Bloc de texte:
Pakistan: la Cour suprême acquitte la chrétienne Asia Bibi, condamnée à mort pour blasphème
source : Romandie.news
Des policiers près de la Cour suprême du Pakistan à Islamabad, où a été acquittée en appel la chrétienne Asia Bibi, le 31 octobre 2018 / © AFP / AAMIR QURESHI
L'annonce du verdict a suscité la fureur des milieux religieux fondamentalistes qui appelaient de longue date à son exécution et provoqué des manifestations dans plusieurs villes du pays.
"Elle a été acquittée de toutes les accusations", a déclaré le juge Saqib Nisar lors de l'énoncé du verdict, ajoutant que Mme Bibi, qui se trouve actuellement incarcérée dans une prison à Multan (centre), allait être libérée "immédiatement".

Entrées fournies:

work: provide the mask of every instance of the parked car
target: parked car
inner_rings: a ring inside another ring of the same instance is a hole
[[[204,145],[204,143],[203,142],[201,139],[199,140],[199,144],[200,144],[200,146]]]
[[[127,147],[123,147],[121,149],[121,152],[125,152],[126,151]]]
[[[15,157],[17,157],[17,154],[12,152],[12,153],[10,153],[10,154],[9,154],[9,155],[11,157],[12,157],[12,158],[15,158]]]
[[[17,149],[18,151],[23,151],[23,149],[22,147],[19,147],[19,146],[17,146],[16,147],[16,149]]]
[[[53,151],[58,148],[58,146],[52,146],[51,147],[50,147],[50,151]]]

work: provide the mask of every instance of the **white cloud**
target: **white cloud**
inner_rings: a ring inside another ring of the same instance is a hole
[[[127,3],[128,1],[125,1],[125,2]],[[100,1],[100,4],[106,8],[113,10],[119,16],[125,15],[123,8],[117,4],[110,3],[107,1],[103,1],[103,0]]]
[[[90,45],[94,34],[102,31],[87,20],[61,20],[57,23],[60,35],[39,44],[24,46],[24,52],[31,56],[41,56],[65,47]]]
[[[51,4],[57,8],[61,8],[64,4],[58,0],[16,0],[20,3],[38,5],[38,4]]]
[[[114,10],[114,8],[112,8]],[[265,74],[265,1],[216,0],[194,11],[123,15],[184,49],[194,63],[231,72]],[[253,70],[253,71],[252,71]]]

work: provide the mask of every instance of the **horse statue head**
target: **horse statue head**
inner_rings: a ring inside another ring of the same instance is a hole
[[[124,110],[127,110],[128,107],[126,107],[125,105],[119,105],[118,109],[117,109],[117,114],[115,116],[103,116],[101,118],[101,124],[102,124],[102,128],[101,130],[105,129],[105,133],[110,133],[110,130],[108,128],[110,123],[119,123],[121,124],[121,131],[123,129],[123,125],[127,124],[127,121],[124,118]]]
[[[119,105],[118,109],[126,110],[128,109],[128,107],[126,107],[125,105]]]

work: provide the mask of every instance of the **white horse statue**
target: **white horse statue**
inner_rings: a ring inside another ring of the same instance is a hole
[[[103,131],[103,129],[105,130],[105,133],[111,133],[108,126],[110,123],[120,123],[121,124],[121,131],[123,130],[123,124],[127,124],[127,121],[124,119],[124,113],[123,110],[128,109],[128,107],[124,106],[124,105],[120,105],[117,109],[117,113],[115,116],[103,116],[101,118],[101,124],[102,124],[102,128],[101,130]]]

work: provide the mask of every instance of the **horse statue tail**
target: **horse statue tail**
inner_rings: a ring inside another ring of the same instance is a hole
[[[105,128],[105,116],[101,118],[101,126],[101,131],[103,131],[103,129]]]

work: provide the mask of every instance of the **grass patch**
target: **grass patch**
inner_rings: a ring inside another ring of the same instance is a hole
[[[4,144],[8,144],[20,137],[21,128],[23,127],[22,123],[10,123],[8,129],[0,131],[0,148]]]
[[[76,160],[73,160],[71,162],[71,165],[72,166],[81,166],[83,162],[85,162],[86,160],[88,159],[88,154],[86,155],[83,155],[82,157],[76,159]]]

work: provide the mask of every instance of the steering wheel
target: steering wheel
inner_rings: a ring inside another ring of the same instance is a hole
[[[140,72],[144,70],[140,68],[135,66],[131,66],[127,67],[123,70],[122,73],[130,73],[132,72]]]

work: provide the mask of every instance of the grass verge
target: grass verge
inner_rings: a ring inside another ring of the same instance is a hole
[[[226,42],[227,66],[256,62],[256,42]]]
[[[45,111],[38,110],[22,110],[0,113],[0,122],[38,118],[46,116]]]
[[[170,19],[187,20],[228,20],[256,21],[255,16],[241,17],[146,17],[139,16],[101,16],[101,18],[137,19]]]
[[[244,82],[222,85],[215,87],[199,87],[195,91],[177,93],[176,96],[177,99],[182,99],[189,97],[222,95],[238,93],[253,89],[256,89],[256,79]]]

Consignes:
A: Dans l'article sur Asia Bibi, quel juge a énoncé le verdict ?
B: Recopiez le passage de l'article sur Asia Bibi allant de « Pakistan: la Cour » jusqu'à « villes du pays. ».

Corrigé:
A: Le juge Saqib Nisar.

B:
Pakistan: la Cour suprême acquitte la chrétienne Asia Bibi, condamnée à mort pour blasphème
source : Romandie.news
Des policiers près de la Cour suprême du Pakistan à Islamabad, où a été acquittée en appel la chrétienne Asia Bibi, le 31 octobre 2018 / © AFP / AAMIR QURESHI
L'annonce du verdict a suscité la fureur des milieux religieux fondamentalistes qui appelaient de longue date à son exécution et provoqué des manifestations dans plusieurs villes du pays.